REQUIRED TASK =
Put the portion of the listing below that opens with the line containing "Target: baseboard trim" and closes with the line containing "[[[157,4],[158,11],[172,10],[172,8],[173,8],[173,0],[158,2]]]", both lines included, into a numbered list, omitting blank lines. Include no other lines of the listing.

EXCERPTED DATA =
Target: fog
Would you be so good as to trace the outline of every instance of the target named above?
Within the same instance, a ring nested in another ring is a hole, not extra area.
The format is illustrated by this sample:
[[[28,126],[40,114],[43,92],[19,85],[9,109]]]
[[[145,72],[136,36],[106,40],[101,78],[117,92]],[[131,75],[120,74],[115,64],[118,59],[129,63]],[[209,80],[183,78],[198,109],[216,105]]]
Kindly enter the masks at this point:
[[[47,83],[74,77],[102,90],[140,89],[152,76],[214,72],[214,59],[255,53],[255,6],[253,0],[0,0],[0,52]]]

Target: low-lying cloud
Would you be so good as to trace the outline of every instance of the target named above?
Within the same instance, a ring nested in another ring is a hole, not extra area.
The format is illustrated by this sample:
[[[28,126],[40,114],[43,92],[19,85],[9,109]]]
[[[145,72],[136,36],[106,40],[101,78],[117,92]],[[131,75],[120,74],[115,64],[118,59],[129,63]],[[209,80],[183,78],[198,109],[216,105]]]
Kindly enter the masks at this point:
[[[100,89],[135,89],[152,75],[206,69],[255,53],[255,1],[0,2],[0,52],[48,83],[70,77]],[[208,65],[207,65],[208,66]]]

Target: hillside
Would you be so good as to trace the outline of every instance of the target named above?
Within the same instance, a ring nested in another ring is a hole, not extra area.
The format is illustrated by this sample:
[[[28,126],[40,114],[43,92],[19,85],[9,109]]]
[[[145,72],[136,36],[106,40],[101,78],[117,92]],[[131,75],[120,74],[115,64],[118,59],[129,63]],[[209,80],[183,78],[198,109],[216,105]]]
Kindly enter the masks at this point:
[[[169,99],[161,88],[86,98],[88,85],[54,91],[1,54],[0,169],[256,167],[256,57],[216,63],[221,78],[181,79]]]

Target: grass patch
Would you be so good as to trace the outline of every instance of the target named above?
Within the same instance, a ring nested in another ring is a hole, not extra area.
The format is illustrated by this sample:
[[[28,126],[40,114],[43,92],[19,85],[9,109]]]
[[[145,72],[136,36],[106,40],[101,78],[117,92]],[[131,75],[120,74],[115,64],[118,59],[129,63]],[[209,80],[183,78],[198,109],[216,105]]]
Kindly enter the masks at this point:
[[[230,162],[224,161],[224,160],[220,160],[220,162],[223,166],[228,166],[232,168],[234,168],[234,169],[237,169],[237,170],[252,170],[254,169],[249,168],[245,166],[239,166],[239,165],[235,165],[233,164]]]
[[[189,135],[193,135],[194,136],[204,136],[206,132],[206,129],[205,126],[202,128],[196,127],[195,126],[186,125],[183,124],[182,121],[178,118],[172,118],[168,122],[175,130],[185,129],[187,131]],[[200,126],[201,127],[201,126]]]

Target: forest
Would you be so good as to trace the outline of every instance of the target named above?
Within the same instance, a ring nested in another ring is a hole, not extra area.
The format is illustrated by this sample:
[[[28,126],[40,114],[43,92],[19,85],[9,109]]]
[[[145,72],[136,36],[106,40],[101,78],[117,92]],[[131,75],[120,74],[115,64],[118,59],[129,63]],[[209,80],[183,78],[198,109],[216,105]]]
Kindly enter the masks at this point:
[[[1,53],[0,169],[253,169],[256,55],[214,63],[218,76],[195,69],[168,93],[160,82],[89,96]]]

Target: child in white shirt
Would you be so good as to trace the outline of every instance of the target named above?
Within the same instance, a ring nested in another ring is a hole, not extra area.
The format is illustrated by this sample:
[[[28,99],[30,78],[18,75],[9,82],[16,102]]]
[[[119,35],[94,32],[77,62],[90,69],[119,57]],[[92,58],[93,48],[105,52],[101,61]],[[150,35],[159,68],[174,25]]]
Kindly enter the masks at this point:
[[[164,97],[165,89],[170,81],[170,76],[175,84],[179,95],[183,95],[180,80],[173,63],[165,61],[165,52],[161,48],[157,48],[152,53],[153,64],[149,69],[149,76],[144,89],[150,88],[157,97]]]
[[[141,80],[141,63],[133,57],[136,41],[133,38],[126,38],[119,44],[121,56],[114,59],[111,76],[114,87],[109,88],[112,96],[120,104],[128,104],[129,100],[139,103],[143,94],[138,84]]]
==
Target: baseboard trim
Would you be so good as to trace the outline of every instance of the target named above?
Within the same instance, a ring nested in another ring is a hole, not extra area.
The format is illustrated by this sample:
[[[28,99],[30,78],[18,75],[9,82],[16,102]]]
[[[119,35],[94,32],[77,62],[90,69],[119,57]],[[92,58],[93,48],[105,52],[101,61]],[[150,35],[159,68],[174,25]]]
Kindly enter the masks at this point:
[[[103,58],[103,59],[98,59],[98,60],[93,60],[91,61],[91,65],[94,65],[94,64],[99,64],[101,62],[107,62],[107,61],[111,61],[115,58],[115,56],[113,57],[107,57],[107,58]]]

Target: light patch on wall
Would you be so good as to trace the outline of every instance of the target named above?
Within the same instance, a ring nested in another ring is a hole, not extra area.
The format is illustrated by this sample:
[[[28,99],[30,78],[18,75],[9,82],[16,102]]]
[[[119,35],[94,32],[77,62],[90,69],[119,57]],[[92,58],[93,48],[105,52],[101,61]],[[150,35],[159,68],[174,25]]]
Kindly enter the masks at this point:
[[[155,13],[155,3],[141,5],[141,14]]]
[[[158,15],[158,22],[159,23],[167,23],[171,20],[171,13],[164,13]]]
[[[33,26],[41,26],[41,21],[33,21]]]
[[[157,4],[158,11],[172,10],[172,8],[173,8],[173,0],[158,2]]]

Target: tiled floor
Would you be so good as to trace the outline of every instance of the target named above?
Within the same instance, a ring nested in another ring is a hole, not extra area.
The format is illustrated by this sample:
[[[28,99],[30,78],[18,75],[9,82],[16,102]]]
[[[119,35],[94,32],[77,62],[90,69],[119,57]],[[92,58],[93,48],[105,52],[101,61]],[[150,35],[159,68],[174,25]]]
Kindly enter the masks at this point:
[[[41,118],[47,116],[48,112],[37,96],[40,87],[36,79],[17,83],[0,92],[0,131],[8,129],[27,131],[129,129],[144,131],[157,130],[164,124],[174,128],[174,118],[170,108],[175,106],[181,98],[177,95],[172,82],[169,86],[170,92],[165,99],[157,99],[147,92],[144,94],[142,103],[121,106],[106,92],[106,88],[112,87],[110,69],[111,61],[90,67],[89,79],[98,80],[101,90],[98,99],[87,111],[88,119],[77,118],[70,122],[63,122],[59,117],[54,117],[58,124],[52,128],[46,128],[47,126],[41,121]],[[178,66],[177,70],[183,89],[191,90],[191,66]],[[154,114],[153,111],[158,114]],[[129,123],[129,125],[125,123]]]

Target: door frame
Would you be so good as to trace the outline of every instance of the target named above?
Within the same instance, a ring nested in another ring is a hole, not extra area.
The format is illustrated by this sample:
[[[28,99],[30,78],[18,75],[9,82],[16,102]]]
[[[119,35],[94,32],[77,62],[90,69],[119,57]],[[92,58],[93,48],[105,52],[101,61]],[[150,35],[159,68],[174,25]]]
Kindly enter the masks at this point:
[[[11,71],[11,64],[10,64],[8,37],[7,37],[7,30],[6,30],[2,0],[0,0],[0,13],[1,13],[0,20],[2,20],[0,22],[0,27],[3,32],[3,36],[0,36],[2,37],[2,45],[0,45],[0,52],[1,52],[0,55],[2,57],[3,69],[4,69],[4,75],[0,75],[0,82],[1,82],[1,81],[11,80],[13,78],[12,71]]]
---
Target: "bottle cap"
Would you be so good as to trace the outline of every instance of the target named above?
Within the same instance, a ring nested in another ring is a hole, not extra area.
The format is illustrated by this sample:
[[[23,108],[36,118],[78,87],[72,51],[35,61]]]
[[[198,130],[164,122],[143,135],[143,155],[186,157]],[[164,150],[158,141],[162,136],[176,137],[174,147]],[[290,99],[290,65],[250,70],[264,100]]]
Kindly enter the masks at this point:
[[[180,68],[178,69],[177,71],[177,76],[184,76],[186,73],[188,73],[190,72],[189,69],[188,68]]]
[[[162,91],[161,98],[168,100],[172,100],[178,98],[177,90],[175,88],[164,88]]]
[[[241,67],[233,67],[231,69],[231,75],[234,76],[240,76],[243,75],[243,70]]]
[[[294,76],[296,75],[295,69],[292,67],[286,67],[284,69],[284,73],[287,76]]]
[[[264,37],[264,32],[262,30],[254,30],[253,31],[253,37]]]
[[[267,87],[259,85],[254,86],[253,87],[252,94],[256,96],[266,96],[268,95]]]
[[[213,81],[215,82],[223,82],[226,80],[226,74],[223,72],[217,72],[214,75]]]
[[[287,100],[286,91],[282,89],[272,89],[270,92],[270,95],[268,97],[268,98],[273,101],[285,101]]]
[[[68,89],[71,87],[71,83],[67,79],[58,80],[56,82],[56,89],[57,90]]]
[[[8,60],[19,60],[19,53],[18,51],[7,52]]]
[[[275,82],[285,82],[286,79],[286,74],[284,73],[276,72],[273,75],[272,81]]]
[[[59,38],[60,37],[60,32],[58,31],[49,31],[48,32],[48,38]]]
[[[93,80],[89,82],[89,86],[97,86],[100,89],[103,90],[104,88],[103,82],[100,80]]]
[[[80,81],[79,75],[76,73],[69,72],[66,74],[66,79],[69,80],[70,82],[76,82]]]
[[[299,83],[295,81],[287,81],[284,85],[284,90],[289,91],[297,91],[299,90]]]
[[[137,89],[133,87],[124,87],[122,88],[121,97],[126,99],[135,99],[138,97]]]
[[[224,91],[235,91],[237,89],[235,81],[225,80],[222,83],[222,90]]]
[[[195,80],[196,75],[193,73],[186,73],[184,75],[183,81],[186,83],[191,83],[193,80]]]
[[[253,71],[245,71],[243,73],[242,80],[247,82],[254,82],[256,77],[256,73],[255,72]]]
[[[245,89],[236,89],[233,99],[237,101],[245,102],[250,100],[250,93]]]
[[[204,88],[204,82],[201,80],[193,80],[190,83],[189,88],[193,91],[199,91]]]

COMPLETED EXERCISE =
1. Target: baseboard trim
2. Would you be so good as to trace the outline of every instance of the target named above?
3. Within the same instance, a ring nested in another ring is a hole, not extra area.
4. The format is illustrated by this sample:
5. [[[28,99],[30,78],[18,75],[9,82],[16,102]]]
6. [[[119,35],[94,32],[77,62],[90,69],[119,57]],[[92,58],[93,48],[105,52],[101,61]],[[150,35],[159,68],[174,25]]]
7. Kindly enter the masks at this point:
8. [[[103,58],[103,59],[98,59],[98,60],[93,60],[91,61],[91,65],[94,65],[94,64],[99,64],[101,62],[107,62],[107,61],[111,61],[115,58],[115,56],[113,57],[107,57],[107,58]]]
9. Target: light patch on wall
10. Would you be so good as to trace the outline of every instance of the target named above?
11. Within the same instance, a ring nested in another ring is a hole, not extra area.
12. The format is illustrated by this sample:
13. [[[28,99],[30,78],[18,75],[9,82],[16,102]]]
14. [[[119,35],[94,32],[77,62],[90,69],[119,57]],[[92,58],[93,48],[105,52],[101,61]],[[150,35],[159,68],[174,25]]]
15. Kindly enter the masks at this point:
16. [[[155,13],[155,3],[141,5],[141,14]]]
17. [[[158,15],[158,22],[159,23],[167,23],[171,20],[171,13],[164,13]]]
18. [[[33,26],[41,26],[41,21],[33,21]]]
19. [[[157,4],[158,11],[172,10],[172,8],[173,8],[173,0],[158,2]]]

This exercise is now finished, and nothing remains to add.